[Records in a dataset]
- - -

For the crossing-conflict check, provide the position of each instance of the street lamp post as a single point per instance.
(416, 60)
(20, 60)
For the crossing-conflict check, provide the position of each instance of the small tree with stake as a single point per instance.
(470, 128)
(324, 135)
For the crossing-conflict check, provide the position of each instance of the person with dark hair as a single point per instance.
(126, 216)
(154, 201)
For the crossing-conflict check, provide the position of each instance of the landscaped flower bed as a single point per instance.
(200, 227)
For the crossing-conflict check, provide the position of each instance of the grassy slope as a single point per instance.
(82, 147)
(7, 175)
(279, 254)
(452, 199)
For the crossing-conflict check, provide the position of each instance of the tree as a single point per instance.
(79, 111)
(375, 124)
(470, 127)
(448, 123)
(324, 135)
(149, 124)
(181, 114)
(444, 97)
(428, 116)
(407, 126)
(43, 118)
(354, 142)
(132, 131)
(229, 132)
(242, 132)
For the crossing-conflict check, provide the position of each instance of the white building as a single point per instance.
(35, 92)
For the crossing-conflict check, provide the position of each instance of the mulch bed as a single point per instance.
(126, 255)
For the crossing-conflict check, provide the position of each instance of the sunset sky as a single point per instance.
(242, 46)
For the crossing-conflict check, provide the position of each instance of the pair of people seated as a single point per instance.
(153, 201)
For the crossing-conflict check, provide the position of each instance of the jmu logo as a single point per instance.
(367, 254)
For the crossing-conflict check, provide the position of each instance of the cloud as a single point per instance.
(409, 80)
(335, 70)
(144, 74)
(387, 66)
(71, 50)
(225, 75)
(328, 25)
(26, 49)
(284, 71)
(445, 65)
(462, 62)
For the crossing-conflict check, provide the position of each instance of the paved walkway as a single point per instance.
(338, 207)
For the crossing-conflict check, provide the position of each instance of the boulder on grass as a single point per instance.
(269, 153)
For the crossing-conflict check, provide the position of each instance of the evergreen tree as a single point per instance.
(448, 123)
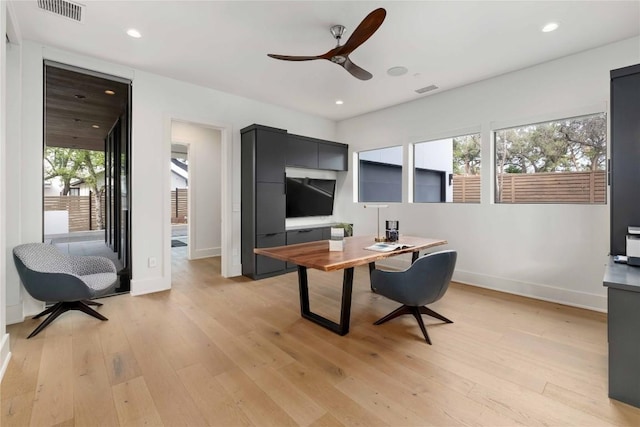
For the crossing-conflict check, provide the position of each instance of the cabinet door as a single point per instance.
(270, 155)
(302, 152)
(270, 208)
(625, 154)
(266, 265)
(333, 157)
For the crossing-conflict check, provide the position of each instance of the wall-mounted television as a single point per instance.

- - -

[Set task] Could you reproduce all of the lines above word for word, omitting the pictures?

[Correct result]
For the crossing-conflict check, provide the position of each instance of the street lamp post as a single point per instance.
(416, 60)
(20, 60)
For the crossing-conflict check, provide the position of each instance of the small tree with stake as a single point per instance.
(470, 128)
(324, 135)
For the crossing-conflict check, provide the position of each instance of the person with dark hair as a single point per instance.
(126, 216)
(154, 201)
For the crossing-conflict check, provide the position of each instance of the landscaped flower bed as a single point per instance.
(200, 227)
For the crossing-conflict check, provide the position of each instance of the grassy slope as a single point per instance.
(82, 147)
(7, 175)
(279, 254)
(452, 199)
For the crossing-conflict check, provide the position of each instance of the tree as a single point per instance.
(79, 111)
(375, 124)
(470, 127)
(448, 123)
(324, 135)
(149, 124)
(181, 114)
(444, 97)
(428, 116)
(407, 126)
(43, 118)
(354, 142)
(132, 131)
(229, 132)
(242, 132)
For the crossing-conflict check, provide the position of each instance of the white building as a single point per instance.
(35, 92)
For the crossing-conflict check, provide the position of each instance of the mulch bed as a single point per instance.
(126, 255)
For the crossing-conflict check, provide the position of each instance of the sunset sky as a single point per instance.
(242, 46)
For the crossing-conflict check, provide the position of each instance of the pair of people seated as a single point per instance.
(153, 201)
For the crossing-conflict check, provide the position of each instance of the jmu logo as a single point per instance.
(367, 254)
For the crossing-conflict check, provide the position of each instance of the cloud as a single point per instance.
(409, 80)
(335, 70)
(144, 74)
(387, 66)
(71, 50)
(225, 75)
(328, 25)
(26, 49)
(284, 71)
(445, 65)
(462, 62)
For the crossing-conflict check, provide the position of each instance of the paved walkway as a single point per instance.
(338, 207)
For the crossing-conflict check, provide the position of each instance of the boulder on grass as a single point per instance.
(269, 153)
For the crossing-conflict check, provide the position of each instance of the evergreen tree as a single point per instance.
(448, 123)
For the crossing-conflict check, provide the position of each instance of the cabinet door as a single point per instance.
(270, 155)
(302, 152)
(270, 208)
(625, 154)
(266, 265)
(333, 157)
For the crossing-conflict check, provide the position of each instance of the wall-mounted television as a single point per instance.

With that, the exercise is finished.